Task to complete :: Write out again, exactly as they stand, the line that includes "Teacher note: have the class pick out the street" and all remaining lines of the entries.

Data for analysis ::

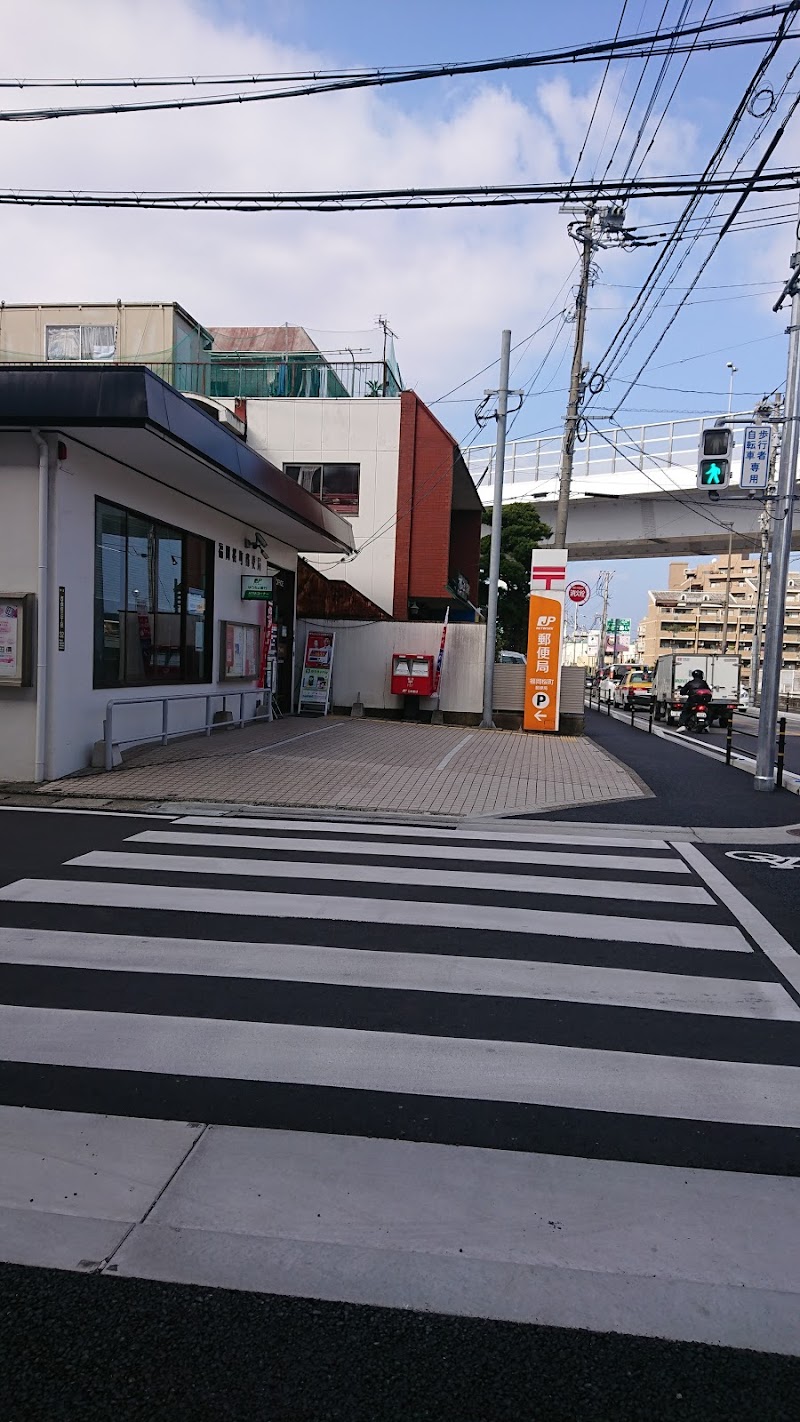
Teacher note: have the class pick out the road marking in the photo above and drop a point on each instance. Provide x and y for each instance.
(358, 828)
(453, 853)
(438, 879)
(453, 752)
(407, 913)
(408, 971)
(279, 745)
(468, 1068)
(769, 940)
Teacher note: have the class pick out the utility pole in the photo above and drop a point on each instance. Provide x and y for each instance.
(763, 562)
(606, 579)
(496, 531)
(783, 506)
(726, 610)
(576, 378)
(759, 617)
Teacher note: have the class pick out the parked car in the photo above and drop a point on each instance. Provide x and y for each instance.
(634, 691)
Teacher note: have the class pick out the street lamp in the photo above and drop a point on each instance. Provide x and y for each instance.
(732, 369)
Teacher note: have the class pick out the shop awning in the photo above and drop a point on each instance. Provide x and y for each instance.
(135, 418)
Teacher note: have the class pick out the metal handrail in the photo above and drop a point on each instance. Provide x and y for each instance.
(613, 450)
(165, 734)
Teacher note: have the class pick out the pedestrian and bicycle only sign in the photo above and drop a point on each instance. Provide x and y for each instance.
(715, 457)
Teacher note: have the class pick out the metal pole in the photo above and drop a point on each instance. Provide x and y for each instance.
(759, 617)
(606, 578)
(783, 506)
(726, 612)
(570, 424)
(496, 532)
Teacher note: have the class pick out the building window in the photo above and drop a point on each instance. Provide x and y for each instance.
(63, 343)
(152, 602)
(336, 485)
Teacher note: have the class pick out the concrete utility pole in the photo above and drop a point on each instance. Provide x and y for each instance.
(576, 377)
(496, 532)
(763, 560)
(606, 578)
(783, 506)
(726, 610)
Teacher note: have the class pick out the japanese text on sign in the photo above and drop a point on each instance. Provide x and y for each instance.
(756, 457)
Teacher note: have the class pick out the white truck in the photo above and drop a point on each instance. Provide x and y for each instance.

Answer box ::
Teacher note: have the class pick out the street lamp in the photo above and drop a point on each instance. Provide x and y for each instance.
(732, 369)
Teacher note: have the class pick out the shop awning in the photo above and drop a point on each instance. Provide x and y for each instance.
(135, 418)
Teacher note: have the class pick out the metal handrail in the photo above and drop a point on each instance. Provide x and y for each instance.
(613, 450)
(165, 734)
Teacher note: have the class pick out the pedestrian and bicycle only sign in the photo above and drop a point on each instance. Provide x and y for each instance.
(715, 457)
Teacher note: have the class pick out the metal pole in the photo above and drop a point on each instance. Provide x and y for each instance.
(759, 617)
(606, 578)
(783, 506)
(726, 612)
(570, 424)
(496, 532)
Teacher note: have the class pick out the building window in the photo above and drop a point on each instance. Provide x and y for each instance.
(63, 343)
(152, 602)
(336, 485)
Teacher note: have the class pick out the concrete utility pole in the photo above and drop a point on each instance. Provide x and y for each instance.
(576, 377)
(496, 532)
(763, 560)
(606, 578)
(783, 506)
(726, 610)
Teacher note: have the class pick out the japanese text on sign in the photo above and drop a point on each instance. Provide x and y for each instance.
(756, 457)
Teacher note: have the class pick out the white truck in the photo above and drop a point on each instance. Provide x and y for each instance.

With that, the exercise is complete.